» What you will do
Please copy out in full the rows from the line with "of the wall" up to and including the line with "[[112, 378], [509, 366]]", shifting every coordinate in their answers by -17.

» Provided data
## Start
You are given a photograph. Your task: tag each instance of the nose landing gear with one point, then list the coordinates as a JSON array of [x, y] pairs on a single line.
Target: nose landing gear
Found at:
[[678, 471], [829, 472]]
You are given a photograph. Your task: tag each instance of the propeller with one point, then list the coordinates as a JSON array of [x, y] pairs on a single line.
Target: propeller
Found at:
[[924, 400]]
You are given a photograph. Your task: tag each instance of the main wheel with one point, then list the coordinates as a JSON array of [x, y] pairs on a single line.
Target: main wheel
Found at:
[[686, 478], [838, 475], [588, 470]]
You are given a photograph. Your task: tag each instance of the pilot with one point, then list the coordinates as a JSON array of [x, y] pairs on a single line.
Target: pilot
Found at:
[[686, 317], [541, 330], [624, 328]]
## End
## Start
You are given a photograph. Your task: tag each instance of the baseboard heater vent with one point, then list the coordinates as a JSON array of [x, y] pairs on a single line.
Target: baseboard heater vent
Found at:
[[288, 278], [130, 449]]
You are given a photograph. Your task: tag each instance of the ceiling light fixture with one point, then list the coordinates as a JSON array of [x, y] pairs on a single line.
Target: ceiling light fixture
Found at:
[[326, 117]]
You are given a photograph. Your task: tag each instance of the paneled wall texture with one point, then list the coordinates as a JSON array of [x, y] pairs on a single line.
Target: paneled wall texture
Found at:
## End
## Start
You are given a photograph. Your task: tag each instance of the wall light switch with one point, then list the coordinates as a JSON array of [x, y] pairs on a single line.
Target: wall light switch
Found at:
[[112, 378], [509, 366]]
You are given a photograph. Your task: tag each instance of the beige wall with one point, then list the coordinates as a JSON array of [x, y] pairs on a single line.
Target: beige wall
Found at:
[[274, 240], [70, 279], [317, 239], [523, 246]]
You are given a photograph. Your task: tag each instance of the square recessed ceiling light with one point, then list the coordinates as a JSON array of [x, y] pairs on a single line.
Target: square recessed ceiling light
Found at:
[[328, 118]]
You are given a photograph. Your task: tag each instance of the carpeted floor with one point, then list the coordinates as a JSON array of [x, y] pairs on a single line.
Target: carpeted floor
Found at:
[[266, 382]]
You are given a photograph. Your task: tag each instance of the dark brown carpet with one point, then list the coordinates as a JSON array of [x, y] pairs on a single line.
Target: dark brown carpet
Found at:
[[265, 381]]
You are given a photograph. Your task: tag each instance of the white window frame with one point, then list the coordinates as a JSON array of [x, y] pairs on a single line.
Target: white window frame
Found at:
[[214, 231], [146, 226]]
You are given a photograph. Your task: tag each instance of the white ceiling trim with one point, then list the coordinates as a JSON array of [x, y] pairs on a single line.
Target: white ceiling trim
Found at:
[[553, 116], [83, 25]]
## End
» Response to this task
You are given a photograph. Your task: tag each instance of the wall light switch with one point, then list the coordinates as a JSON array of [x, y] pairs on a single line.
Target: wall light switch
Found at:
[[95, 361], [492, 349]]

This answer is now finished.